*EXTRACT PROVIDED:*
Gorilla tracking ranks among one of the absolute top highlights of a trip to East Africa for most travelers, one of the world’s greatest once-in-a-lifetime experiences. Encountering a massive Silverback gorilla and family in their natural habitat, is an amazing and humbling moment. It is estimated that there are only about 880 left throughout the world. Almost half of them can be found in Uganda, and populations can also be found in neighboring Rwanda and the Democratic Republic of Congo.
Gorilla trekking can be done year round but tends to be more popular during the dry season. The dry season is from December-February and June-September but the temperature itself does not vary much year round. Even in the dry season, the rainforest is a challenging environment: it’s humid, wet and muddy, steep slopes, plenty of insects and thick vegetation. It is absolutely worth the effort to spend time with gorillas in the wild, but be prepared to exert yourself on the trek.
Reaching these family units sometimes requires long hours of hiking through thick forest terrain, but sometimes Mountain Gorilla trackers and tourists reach their target group in just a few minutes of walking. Most guides have this down to a fine art and as the families don’t really move much during the humid times of the day your guide will more than likely take you to where the gorillas were the day before. From there you will follow their trail in search of these impressive beasts. Look out for their nesting sites along the way, tricky to spot, but branches and leaves that look as if they have been crumpled and or plucked from their origin is a pretty good indication that something was here. Each gorilla family generally resides in a certain section of the protected area, so if you are not very physically fit you should be honest about your level of fitness so that your guide can plan to ahead in search of a nearby gorilla family.
As most of us know mountain gorillas are close relatives of human beings, sharing 98% of our genes, therefore making them as equally susceptible. Every traveler needs to keep a distance of at least seven meters and any illness, even the sniffles should not be hidden to ensure the safety of yourself along your hike and the gorillas. Trekkers should try to keep this distance, even when gorillas attempt to come near to them – for the good health and well-being of the mountain gorillas in their natural habitat. The common and practical guidelines will help to avoid this of course, like always washing your hands before you head out to see the gorillas. Don’t eat or drink while you are near the gorillas and most certainly do not leave any rubbish behind.

*RECORD EXCERPTS:*

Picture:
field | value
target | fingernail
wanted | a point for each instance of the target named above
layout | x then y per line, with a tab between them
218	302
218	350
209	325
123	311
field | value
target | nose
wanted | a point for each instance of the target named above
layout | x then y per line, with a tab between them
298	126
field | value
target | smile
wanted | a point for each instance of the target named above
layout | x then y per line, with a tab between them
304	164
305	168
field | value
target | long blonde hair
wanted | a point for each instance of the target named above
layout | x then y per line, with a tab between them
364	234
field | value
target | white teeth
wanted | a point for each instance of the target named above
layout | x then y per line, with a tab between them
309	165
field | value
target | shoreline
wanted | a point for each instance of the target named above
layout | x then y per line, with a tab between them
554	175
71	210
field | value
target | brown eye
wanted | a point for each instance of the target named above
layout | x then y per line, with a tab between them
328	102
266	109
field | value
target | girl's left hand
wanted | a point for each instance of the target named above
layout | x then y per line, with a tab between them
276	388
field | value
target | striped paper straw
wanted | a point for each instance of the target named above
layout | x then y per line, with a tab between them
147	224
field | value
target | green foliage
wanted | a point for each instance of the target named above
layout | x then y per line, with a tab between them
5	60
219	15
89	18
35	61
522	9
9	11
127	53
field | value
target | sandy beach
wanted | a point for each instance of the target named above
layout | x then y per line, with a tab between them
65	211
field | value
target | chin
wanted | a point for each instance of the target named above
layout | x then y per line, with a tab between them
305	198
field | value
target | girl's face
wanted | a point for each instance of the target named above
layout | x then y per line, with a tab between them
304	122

*ASSIGNMENT A:* Condense the paragraph of the gorilla-tracking text that begins "Gorilla trekking can be done year round" into a bulleted list, keeping its main facts.
*ASSIGNMENT B:* Write out the passage of the gorilla-tracking text from "Gorilla trekking can" up to and including "on the trek.".
The listing has no connection to the gorilla-tracking text.

*OUTPUT A:*
- Gorilla trekking is possible year round but is more popular in the dry season.
- The dry seasons run from December to February and from June to September, though temperatures change little across the year.
- Even in the dry season the rainforest is demanding: humid, wet and muddy, with steep slopes, many insects and thick vegetation.
- Time with gorillas in the wild is worth the effort, but the trek requires physical exertion.

*OUTPUT B:*
Gorilla trekking can be done year round but tends to be more popular during the dry season. The dry season is from December-February and June-September but the temperature itself does not vary much year round. Even in the dry season, the rainforest is a challenging environment: it’s humid, wet and muddy, steep slopes, plenty of insects and thick vegetation. It is absolutely worth the effort to spend time with gorillas in the wild, but be prepared to exert yourself on the trek.